RECORDS PROVIDED below:

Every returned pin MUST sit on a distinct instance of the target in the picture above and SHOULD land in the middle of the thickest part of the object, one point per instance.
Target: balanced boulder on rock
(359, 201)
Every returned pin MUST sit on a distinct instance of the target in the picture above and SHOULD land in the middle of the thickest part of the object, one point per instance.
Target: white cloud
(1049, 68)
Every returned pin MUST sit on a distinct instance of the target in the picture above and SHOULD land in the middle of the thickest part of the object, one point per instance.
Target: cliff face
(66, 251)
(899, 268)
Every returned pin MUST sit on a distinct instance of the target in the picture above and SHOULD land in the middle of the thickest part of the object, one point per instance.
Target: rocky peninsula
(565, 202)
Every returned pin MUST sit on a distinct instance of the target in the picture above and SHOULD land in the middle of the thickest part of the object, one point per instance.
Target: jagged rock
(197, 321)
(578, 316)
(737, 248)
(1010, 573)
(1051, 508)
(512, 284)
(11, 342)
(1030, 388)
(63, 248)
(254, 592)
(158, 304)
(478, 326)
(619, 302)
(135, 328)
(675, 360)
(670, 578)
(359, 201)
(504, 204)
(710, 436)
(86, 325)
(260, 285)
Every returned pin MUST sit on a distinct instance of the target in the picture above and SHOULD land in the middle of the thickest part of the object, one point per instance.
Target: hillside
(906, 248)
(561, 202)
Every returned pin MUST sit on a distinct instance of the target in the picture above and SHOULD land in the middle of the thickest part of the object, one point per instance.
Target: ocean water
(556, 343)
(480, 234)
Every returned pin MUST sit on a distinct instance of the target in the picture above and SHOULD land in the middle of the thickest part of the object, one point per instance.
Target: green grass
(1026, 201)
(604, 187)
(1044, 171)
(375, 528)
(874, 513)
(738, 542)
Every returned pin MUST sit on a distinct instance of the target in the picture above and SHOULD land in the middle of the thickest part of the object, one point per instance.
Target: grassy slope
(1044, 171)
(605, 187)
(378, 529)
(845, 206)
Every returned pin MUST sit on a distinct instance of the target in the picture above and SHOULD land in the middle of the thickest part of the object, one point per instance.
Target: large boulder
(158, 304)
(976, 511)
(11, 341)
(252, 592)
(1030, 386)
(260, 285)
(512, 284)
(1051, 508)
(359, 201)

End of RECORDS PROVIDED.

» **INSTRUCTIONS FOR THE TASK**: Give back all of the entries above, unchanged in every word.

» **WRITTEN SOLUTION**:
Every returned pin MUST sit on a distinct instance of the target in the picture above and SHOULD land in the middle of the thickest part of the object, one point per instance.
Target: balanced boulder on rock
(359, 201)
Every returned pin MUST sit on a distinct instance of the target in the picture above and SHOULD land in the middle of the thickest part of the object, one point per instance.
Target: white cloud
(1049, 68)
Every returned pin MUST sit on a distinct instance of the target in the picture above and SHOULD land in the middle of the thickest part of the object, one point per instance.
Target: cliff face
(66, 251)
(899, 268)
Every returned pin MUST sit on a distinct instance of the target in the picture above and SHOULD land in the middle of the thickest part of the object, one point per instance.
Target: rocky peninsula
(565, 202)
Every returned pin MUST sit on a distinct instance of the target in the picture above and SHOULD land in the middle of the thickest part of the object, one point per instance.
Target: jagged rock
(197, 321)
(578, 316)
(737, 248)
(1010, 573)
(1051, 508)
(512, 284)
(11, 342)
(1030, 388)
(63, 248)
(254, 592)
(158, 304)
(478, 326)
(619, 302)
(135, 328)
(675, 360)
(670, 578)
(359, 201)
(504, 204)
(710, 436)
(86, 325)
(260, 285)
Every returned pin MUST sit on a distinct instance of the target in the picture above and SHOULD land in the middle of the thickest part of the object, one point per instance.
Target: hillside
(906, 248)
(561, 202)
Every returned pin MUST sit on a distinct instance of the target in the picture above and SHOULD land in the middle of the thickest part of the object, one point per instance.
Target: ocean water
(556, 343)
(480, 234)
Every returned pin MUST sit on a distinct instance of the target in the picture above and SHOULD land in the middle of the thickest part of the object, one point per instance.
Target: green grass
(1026, 201)
(604, 187)
(1044, 171)
(375, 528)
(874, 513)
(738, 542)
Every returned pin MUST sit on a distinct instance of the target in the picture above and SHOULD land in the middle of the thickest part of the object, one point per instance.
Target: grassy slope
(1044, 171)
(605, 187)
(378, 529)
(845, 206)
Every returned pin MUST sit on a distinct instance of the target in the picture above and SHOULD land in the middle of the thickest part of the object, one point per instance.
Target: large boulder
(158, 304)
(976, 511)
(11, 341)
(252, 592)
(1030, 386)
(260, 285)
(512, 284)
(1051, 508)
(359, 201)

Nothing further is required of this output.